◆ The task ◆
Reproduce every one of the following records word for word, leaving each line unchanged.

◆ Supplied information ◆

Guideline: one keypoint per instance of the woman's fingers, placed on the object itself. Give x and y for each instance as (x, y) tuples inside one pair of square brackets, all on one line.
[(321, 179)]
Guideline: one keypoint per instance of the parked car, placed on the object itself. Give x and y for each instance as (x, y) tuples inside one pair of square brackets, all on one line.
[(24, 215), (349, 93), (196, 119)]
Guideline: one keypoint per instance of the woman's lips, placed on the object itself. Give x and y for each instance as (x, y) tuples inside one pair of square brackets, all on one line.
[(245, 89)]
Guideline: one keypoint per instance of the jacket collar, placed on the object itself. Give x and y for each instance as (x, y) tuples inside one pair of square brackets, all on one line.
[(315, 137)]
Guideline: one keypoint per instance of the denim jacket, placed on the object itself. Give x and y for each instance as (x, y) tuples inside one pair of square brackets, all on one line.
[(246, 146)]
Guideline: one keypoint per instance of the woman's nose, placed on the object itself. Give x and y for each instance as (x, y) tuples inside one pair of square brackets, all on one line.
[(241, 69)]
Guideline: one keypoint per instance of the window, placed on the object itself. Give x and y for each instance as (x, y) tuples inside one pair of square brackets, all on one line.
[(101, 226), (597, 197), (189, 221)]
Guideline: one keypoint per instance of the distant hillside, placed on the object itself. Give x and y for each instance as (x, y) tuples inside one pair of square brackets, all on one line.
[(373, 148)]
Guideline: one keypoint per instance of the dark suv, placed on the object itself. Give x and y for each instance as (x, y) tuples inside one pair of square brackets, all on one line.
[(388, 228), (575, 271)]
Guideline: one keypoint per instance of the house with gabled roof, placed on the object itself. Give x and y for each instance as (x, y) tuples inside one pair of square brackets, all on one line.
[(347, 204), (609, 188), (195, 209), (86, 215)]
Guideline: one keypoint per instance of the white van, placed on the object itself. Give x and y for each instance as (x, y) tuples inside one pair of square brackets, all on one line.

◆ Exercise solution ◆
Guideline: one keypoint per instance of the woman's fingers, placed on the object itself. Give x and y for each instance as (x, y) tuples inside one pair of square brackets, all on one line.
[(321, 179)]
Guideline: one keypoint per instance of the parked car, placed on the object itself. Give x and y for each instance as (x, y) tuples inside one pair of square brackets, all on one line.
[(24, 215), (349, 93), (196, 119)]
Guideline: one keypoint per instance of the woman's lips, placed on the object itself. Give x and y for each instance as (x, y) tuples inside one pair of square brackets, all on one line.
[(245, 89)]
Guideline: one keypoint per instance of the jacket collar, placed on the object itself. Give x and y for each instance as (x, y) tuples inside one pair of square brackets, all on one line.
[(315, 137)]
Guideline: one keypoint per instance of the denim jacket, placed on the object itself. Give x and y for each instance as (x, y) tuples inside one pair of square brackets, all on one line.
[(246, 146)]
Guideline: one keypoint per instance of the woman's nose, placed on the object itself. Give x and y for each instance as (x, y) tuples inside one pair of square brackets, all on one line.
[(241, 69)]
Guideline: one keypoint per instance of the window, placed on the object itself. Give x and y for each instance as (x, y) tuples inside one pair of square brackets, all on one line.
[(101, 226), (597, 197), (189, 221)]
Guideline: one keypoint per instance of the distant hillside, placed on the object itself. Give x and y for each instance as (x, y) tuples inside one pair of square brackets, all on one line.
[(373, 148)]
Guideline: one keypoint per instance of the dark suv, placed on the object itself. Give x and y for each instance as (x, y) tuples inside one pair of square brackets, all on one line.
[(388, 228), (575, 271)]
Guideline: one keypoint per instance of the house with gabled roof, placed on the object itself. Give x and y for each instance as (x, y) tuples inside one pair of square brackets, all on one line.
[(347, 204), (609, 188), (195, 209), (86, 215)]
Guideline: one keypoint per instance of the white van, placed on the object itself. Give x and y for each instance as (x, y) tuples inside one pair of square brackets, all on one line.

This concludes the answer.